(Saved entries)
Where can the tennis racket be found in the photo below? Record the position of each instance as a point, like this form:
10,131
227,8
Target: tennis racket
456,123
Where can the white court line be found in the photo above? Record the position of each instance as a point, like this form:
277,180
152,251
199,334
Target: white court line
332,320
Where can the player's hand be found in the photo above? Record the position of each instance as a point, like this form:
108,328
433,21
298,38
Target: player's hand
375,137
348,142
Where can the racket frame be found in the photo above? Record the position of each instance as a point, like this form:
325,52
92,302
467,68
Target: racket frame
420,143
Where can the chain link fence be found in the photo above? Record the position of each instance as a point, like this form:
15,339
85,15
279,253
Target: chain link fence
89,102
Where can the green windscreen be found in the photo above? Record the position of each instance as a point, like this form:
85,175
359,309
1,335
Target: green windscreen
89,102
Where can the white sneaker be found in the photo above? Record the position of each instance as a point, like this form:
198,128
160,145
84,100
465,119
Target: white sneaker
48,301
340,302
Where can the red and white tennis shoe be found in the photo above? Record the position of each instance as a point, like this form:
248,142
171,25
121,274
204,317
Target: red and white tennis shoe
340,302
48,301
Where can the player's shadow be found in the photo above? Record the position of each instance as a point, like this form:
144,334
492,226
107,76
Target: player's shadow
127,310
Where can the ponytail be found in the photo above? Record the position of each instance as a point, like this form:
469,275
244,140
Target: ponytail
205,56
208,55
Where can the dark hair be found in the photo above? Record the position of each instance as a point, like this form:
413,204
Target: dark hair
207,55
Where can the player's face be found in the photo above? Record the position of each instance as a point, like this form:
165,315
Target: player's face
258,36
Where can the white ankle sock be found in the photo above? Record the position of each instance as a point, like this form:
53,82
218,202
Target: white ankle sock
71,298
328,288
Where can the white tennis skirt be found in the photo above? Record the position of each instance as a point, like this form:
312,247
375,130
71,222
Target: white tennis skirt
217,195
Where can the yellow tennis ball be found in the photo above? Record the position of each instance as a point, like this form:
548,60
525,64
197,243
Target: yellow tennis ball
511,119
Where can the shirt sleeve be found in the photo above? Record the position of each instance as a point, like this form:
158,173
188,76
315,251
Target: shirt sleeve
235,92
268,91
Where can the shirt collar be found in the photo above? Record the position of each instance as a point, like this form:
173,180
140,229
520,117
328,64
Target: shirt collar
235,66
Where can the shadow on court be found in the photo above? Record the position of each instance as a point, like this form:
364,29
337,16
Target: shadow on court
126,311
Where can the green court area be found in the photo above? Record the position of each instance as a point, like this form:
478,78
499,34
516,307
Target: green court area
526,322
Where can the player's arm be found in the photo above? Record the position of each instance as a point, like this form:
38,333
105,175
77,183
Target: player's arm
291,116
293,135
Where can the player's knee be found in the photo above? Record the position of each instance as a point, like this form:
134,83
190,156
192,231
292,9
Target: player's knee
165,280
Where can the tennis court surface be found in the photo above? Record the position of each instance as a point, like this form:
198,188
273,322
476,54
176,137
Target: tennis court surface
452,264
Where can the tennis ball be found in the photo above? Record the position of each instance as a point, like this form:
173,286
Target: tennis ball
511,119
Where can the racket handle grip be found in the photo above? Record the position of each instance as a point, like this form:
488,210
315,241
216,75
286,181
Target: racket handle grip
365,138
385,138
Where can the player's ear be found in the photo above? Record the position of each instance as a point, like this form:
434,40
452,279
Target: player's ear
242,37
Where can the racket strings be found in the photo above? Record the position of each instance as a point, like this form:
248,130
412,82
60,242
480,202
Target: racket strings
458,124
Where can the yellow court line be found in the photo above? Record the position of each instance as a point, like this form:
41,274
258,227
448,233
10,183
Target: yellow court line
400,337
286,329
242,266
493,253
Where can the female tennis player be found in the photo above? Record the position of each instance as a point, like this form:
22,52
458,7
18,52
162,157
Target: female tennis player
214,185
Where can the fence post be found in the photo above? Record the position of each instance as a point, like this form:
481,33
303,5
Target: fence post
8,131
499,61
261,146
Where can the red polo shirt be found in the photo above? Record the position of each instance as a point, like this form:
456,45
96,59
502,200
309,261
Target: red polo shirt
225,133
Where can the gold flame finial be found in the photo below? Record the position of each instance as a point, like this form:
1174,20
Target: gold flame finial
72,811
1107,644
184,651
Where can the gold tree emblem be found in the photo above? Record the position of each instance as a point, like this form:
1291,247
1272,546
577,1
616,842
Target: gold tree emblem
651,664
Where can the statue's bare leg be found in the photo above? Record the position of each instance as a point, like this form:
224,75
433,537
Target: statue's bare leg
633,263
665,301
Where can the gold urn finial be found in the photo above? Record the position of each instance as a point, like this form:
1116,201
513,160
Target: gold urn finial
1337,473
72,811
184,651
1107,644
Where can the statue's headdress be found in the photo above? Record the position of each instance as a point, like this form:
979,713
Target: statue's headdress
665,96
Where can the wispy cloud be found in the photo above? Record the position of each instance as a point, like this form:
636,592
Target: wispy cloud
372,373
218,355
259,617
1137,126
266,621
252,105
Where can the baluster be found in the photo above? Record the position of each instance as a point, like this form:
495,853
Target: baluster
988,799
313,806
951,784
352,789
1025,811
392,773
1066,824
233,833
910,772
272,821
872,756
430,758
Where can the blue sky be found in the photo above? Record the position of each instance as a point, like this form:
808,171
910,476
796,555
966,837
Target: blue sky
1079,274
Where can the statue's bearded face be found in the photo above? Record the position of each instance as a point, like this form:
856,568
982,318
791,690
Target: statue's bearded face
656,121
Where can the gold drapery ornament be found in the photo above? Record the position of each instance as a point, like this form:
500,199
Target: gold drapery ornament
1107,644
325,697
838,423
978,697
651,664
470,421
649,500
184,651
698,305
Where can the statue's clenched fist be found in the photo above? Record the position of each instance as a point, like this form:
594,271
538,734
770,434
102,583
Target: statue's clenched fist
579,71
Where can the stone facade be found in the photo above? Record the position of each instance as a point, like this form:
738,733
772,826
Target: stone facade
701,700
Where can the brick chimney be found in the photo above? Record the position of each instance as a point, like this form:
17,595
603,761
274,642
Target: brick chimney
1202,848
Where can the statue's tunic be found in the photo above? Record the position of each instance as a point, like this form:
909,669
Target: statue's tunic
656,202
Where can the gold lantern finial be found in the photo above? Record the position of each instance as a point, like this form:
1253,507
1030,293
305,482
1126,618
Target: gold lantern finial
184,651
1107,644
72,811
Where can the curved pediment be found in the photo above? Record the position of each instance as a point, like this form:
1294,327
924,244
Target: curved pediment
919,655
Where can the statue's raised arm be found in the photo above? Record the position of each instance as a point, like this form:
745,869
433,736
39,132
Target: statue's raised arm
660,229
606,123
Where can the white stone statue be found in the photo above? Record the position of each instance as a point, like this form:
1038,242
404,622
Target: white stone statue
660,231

## Activity
Could you restate every record word for word?

## Solution below
Where can the tennis racket be found in the photo below? Record the position of each instance as a point, like this form:
10,131
227,8
Target: tennis racket
456,123
Where can the white court line be found in the photo above? Record the position of each instance as a point, like this form:
277,180
152,251
199,334
Target: white court line
332,320
Where can the player's hand be found in the photo above? Record the position of each instance as a point, like this form:
108,328
433,21
298,38
Target: player's hand
375,137
348,142
Where can the racket frame be found in the photo above? Record the position of each instance as a point, like this form:
325,52
92,302
467,68
Target: racket frame
420,143
Where can the chain link fence be found in the photo above? Record the position of each instance as a point, like this form:
15,339
85,15
279,253
Target: chain link fence
89,102
Where can the green windscreen be found in the photo above? Record the position of each instance as a point, like this form:
85,175
359,309
1,335
Target: green windscreen
89,102
Where can the white sneaker be found in the photo above? Record the position of each instance as a point, like this form:
198,128
160,145
84,100
465,119
Target: white sneaker
48,301
340,302
Where can the red and white tennis shoe be found in the photo above? Record the position of each instance as a point, like this form:
248,142
171,25
121,274
204,317
Target: red and white tennis shoe
340,302
48,301
Where can the player's shadow be found in the photo above? Record the position of each instance as a point, like this form:
144,334
492,226
107,76
Target: player's shadow
127,310
Where can the ponytail be found in the photo above? Record the position of each instance as a point, like this form:
469,275
244,140
Target: ponytail
205,56
208,55
Where can the dark hair be found in the photo above? Record the position of each instance as a point, like this form:
413,204
Target: dark hair
207,55
Where can the player's face be found in the photo above? Record the position of each instance as a point, like this form:
165,315
Target: player's face
258,36
Where can the white ankle sock be found in the photo above? Record the position of each instance as a point, like this form:
53,82
218,202
Target: white ankle sock
71,298
328,288
Where can the white tennis skirt be found in the photo above? Record the position of each instance as a point, like this form:
312,247
375,130
71,222
Target: white tennis skirt
217,195
Where can the yellow tennis ball be found in the photo above? Record the position of each instance as a point, like this form:
548,60
525,64
197,243
Target: yellow tennis ball
511,119
Where can the shirt sleeve be found in the photo above? Record the position of each instance as a point, like this form:
158,173
188,76
315,251
Target: shirt sleeve
235,92
268,91
Where can the shirt collar be found in the photo above? Record the position of each instance as a point, like this form:
173,180
140,229
520,117
328,64
Target: shirt collar
235,66
Where can the shadow on court be found in the photo above? Record the position of each instance as a point, like this form:
364,29
337,16
Target: shadow on court
126,311
Where can the green court area be found in the photo above? Record the position of each instance as a point, like this form:
478,78
499,34
516,307
Target: green court area
526,322
Where can the player's arm be found in the photo above? Record the position of each instance as a point, like this form:
38,333
105,175
77,183
Target: player's arm
291,116
293,135
Where can the player's knee be found in the photo above? Record the position of each instance as a point, like this form:
134,83
190,156
192,231
292,9
Target: player's knee
165,280
Where can the tennis court surface be found in the photo above? Record the position of each instance as a point, like this form:
198,188
273,322
476,54
176,137
Target: tennis court surface
452,264
Where can the tennis ball be found in the photo above? Record the position of each instance as a point, like this form:
173,286
Target: tennis ball
511,119
Where can the racket handle grip be found in the photo above? Record the position of each instance as a point, like this form:
488,210
315,241
216,75
286,181
Target: racket handle grip
365,138
385,138
Where can the player's ear be found in the photo above? Record the position of each instance as a point, like this form:
434,40
452,279
Target: player's ear
242,37
Where can the racket strings be found in the photo above? Record the position of each instance as a point, like this form:
248,130
412,82
60,242
480,202
Target: racket strings
458,124
Where can the yellow court line be found in the photo above? Record the position of each instance as a point, like this form:
41,274
258,227
448,233
10,183
Target: yellow court line
400,337
286,329
242,266
493,253
Where can the female tennis player be found in the photo above? Record the position of each instance as a point, like this form:
22,52
458,7
18,52
162,157
Target: female tennis player
214,185
Where can the fence post be found in the photo above? Record the position of each instance as a point, like this form:
481,33
303,5
Target: fence post
8,131
499,61
261,146
Where can the red polo shirt be found in the photo above? Record the position of each instance as a point, like this form:
456,45
96,59
502,200
309,261
Target: red polo shirt
225,133
Where can the gold flame finial be found in the photo below? Record the position of each instance as a point, like this form:
1174,20
Target: gold flame finial
72,811
1107,644
184,651
Where can the gold tree emblem be found in the photo above? Record the position of each instance as a point, like this form:
1291,247
1272,546
577,1
616,842
Target: gold tree emblem
651,664
Where can the statue's bare leg be found in the photo above? Record the position of each instance as a point, like this form:
224,75
433,537
Target: statue's bare leg
633,263
665,301
Where can the gold urn finial be found in the photo above? Record the position of each instance as a point, like this form:
1116,201
513,160
Target: gold urn finial
1337,473
72,811
184,651
1107,644
Where can the statue's headdress be found in the photo above? Record the position of each instance as a point, like this form:
979,713
Target: statue's headdress
665,96
Where can the wispy cloud be found in the photo above? Record the position of each instance as a point, like this form:
636,592
Target: wispy cloud
372,373
218,355
259,617
1137,126
266,621
252,105
Where can the baluster be found in the photo above? Record the position of each instance as a point, like this form:
495,853
Target: baluster
988,799
313,806
951,784
352,789
1025,811
392,773
1066,824
233,833
910,772
272,821
872,756
430,758
Where can the blue sky be found in the photo above? Record the position of each instance as a point, like this form:
808,171
910,476
796,555
966,837
Target: blue sky
1079,274
Where can the statue's bearded face be found in the photo above? Record the position of each instance as a point, like this form:
856,568
982,318
791,690
Target: statue's bearded face
656,121
Where can the gold drapery ornament be found in the photo above? Record the position of each instance as a point, like this form:
500,199
Target: gold drapery ornament
1107,644
325,697
838,423
978,697
651,664
470,421
649,500
184,651
698,305
Where can the statue's clenched fist be found in the photo above? Record the position of each instance as a point, like this form:
594,271
538,734
770,434
102,583
Target: statue's clenched fist
579,71
Where can the stone facade be found in the photo above? Record the position of each instance as a point, like this form:
738,733
772,826
Target: stone facade
701,700
Where can the brick chimney be found in the photo above? Record the position of each instance as a point, like this form:
17,595
603,761
274,642
Target: brick chimney
1202,848
Where can the statue's tunic be found in the photo above? Record the position of each instance as a point, like this form:
909,669
Target: statue's tunic
656,202
Where can the gold lantern finial be found in the photo above? Record the position of each instance as a point, like this form:
1253,507
1030,293
305,482
1126,618
Target: gold lantern finial
184,651
1107,644
72,811
Where can the curved pediment be found in the photo above? Record the position of each instance as a point, like this form:
1294,327
924,244
Target: curved pediment
919,655
Where can the statue's raised arm be found in the photo above? Record the position of each instance as a point, like this form:
745,869
433,736
39,132
Target: statue's raised arm
660,229
606,123
Where can the white stone statue be found in the photo above? Record the position of each instance as a point, like this form:
1038,242
404,622
Target: white stone statue
660,231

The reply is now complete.